<<<<

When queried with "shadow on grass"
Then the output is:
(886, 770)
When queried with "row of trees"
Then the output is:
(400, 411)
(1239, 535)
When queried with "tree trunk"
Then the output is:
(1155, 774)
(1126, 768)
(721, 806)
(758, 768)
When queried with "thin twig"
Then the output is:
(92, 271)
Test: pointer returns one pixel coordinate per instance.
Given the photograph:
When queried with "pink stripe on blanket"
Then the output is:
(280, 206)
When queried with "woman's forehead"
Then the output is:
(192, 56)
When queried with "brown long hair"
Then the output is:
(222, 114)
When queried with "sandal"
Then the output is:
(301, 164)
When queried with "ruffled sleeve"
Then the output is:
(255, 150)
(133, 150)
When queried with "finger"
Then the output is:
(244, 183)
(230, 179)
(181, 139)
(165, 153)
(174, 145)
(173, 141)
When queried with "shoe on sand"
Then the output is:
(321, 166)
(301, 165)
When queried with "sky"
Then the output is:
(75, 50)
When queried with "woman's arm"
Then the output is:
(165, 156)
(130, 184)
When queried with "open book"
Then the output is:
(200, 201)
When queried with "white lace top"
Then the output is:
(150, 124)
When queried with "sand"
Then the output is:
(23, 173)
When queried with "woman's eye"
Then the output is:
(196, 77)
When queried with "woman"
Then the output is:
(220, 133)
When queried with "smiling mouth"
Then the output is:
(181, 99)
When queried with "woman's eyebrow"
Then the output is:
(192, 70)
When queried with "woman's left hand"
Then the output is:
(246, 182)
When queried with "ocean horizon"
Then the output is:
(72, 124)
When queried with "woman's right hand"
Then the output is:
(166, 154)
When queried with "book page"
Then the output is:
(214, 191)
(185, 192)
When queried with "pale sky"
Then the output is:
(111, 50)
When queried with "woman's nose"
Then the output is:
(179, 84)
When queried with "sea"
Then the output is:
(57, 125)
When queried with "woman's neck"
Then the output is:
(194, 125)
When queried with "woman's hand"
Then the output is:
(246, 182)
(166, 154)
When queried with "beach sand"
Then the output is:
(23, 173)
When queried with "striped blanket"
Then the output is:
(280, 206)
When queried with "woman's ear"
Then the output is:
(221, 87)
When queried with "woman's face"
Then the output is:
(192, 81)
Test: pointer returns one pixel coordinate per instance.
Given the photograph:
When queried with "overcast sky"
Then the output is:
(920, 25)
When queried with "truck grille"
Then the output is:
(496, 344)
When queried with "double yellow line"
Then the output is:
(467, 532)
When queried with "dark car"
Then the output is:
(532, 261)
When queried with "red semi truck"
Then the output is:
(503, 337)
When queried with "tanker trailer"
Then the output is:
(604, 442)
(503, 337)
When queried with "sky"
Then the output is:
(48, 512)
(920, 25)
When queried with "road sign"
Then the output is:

>>>>

● DO THIS: Take the lines above and print them exactly.

● ANSWER TO THE EXERCISE:
When queried with "shadow on grass"
Then the output is:
(886, 770)
When queried with "row of trees"
Then the output is:
(400, 411)
(1239, 535)
When queried with "tree trunk"
Then the output is:
(1155, 774)
(1126, 768)
(721, 806)
(758, 768)
When queried with "thin twig"
Then the output is:
(92, 271)
Test: pointer returns one pixel coordinate per instance.
Given the photograph:
When queried with "pink stripe on blanket"
Then the output is:
(280, 206)
When queried with "woman's forehead"
Then the output is:
(192, 56)
When queried with "brown long hair"
Then the output is:
(222, 114)
When queried with "sandal"
Then the output is:
(301, 164)
When queried with "ruffled sleeve"
Then the output is:
(255, 150)
(133, 150)
When queried with "finger"
Then the output is:
(244, 183)
(230, 179)
(181, 139)
(165, 153)
(174, 145)
(173, 141)
When queried with "shoe on sand"
Then the output is:
(321, 166)
(301, 165)
When queried with "sky"
Then the output is:
(75, 50)
When queried with "woman's arm"
Then the output is:
(165, 156)
(130, 184)
When queried with "open book"
Then the output is:
(200, 201)
When queried with "white lace top"
Then the output is:
(150, 124)
When queried with "sand"
Then the output is:
(23, 173)
When queried with "woman's eye"
Then the output is:
(196, 77)
When queried with "woman"
Then the output is:
(220, 133)
When queried with "smiling mouth"
Then the output is:
(181, 99)
When queried with "woman's eyebrow"
Then the output is:
(192, 70)
When queried with "woman's left hand"
Then the output is:
(246, 182)
When queried with "ocean horizon"
Then the output is:
(72, 124)
When queried with "woman's right hand"
Then the output is:
(166, 154)
When queried with "book page"
Then the output is:
(214, 191)
(185, 192)
When queried with "pale sky"
Then the output is:
(111, 50)
When queried with "woman's nose"
Then the output is:
(179, 84)
When queried with "sea"
Then the output is:
(57, 125)
When queried with "woman's neck"
Then the output is:
(194, 125)
When queried with "woman's hand"
Then the output is:
(246, 182)
(166, 154)
When queried with "beach sand"
Then the output is:
(23, 173)
When queried with "striped blanket"
Then the output is:
(280, 206)
When queried with "woman's ear"
Then the output is:
(221, 87)
When queried with "woman's face"
Then the output is:
(192, 81)
Test: pointer returns one pixel coordinate per instance.
Given the photograph:
When queried with "overcast sky"
Then the output is:
(920, 25)
When queried with "truck grille"
Then the output is:
(496, 344)
When queried with "double yellow line"
Then the output is:
(467, 532)
When queried with "dark car"
Then the output is:
(532, 261)
When queried with "red semi truck"
Then the output is:
(503, 337)
When queried with "tanker trailer"
Then the output is:
(604, 442)
(503, 337)
When queried with "sky"
Then the output is:
(48, 512)
(920, 25)
When queried with "road sign"
Then the output is:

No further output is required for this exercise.